[DATA SUPPLIED]:

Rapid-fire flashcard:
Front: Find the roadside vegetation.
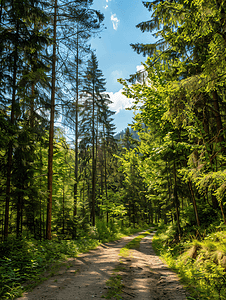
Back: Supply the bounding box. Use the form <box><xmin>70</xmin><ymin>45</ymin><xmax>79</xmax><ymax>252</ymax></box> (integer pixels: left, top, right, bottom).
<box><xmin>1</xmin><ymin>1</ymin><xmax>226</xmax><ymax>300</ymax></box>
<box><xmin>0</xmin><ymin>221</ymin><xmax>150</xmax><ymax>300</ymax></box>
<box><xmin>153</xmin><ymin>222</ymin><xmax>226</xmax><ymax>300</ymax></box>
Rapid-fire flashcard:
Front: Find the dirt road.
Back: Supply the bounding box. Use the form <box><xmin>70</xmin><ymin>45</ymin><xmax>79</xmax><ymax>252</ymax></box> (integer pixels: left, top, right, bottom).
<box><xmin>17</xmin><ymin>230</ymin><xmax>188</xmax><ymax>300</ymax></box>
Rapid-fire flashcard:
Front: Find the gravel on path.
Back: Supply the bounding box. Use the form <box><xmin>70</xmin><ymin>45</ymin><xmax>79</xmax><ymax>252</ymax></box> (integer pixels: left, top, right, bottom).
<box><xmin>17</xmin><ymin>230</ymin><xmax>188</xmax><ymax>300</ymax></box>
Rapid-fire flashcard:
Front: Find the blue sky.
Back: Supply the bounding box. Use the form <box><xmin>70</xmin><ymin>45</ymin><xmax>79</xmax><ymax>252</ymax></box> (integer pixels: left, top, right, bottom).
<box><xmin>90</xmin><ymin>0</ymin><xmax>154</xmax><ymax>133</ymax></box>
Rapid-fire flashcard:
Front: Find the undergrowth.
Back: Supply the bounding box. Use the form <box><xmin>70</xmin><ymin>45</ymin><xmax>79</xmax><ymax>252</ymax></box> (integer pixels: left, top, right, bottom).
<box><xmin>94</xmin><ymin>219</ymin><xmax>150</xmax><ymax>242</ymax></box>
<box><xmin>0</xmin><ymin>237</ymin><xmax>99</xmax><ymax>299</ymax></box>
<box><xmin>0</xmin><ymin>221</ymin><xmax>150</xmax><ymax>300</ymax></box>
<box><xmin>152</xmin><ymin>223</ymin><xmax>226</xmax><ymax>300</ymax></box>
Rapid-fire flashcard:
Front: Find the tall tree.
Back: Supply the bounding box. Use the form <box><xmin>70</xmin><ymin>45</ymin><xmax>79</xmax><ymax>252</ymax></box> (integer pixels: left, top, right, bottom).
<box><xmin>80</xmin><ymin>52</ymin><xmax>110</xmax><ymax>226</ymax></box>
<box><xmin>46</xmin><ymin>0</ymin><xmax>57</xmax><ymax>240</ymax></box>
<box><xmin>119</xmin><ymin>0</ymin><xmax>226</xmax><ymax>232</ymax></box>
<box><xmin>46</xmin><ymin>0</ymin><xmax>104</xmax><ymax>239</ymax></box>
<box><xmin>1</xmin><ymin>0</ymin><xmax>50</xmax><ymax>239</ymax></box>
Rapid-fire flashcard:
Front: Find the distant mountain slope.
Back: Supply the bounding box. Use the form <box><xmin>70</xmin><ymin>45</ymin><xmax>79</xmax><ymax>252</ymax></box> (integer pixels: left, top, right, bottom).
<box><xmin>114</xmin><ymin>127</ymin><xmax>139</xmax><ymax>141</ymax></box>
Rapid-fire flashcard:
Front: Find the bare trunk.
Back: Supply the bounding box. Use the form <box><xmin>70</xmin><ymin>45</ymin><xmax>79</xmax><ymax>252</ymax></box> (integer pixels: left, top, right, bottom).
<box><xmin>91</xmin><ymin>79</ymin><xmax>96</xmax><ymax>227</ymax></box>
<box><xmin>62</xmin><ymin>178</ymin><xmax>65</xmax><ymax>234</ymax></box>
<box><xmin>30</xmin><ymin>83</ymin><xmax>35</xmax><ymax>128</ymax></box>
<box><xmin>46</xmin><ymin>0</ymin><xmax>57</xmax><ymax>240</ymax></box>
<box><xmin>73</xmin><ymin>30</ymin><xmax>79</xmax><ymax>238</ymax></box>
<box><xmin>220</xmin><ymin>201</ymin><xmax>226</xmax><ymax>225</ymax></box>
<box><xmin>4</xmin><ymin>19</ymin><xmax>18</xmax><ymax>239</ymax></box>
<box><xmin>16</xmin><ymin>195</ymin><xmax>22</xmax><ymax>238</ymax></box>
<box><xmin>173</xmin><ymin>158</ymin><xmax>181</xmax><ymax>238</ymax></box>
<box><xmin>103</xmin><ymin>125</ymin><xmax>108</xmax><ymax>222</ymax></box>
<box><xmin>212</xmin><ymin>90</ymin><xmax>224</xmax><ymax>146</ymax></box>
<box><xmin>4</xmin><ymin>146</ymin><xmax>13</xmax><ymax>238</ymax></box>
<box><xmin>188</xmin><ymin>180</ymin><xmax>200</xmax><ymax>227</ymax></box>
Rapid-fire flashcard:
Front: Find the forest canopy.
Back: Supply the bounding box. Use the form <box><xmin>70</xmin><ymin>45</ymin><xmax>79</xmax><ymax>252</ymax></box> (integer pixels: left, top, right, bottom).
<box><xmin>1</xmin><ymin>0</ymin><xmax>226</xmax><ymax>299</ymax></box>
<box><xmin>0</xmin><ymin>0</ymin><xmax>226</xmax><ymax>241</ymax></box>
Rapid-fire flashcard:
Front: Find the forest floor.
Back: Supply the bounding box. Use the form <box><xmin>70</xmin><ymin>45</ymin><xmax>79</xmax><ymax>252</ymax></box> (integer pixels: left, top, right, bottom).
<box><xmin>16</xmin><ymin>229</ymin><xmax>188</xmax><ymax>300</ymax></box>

[PROBLEM REQUIREMENTS]: Your reply must consist solely of the count of lines in the listing above that hold the string "forest".

[ANSWER TO THIS TASK]: 2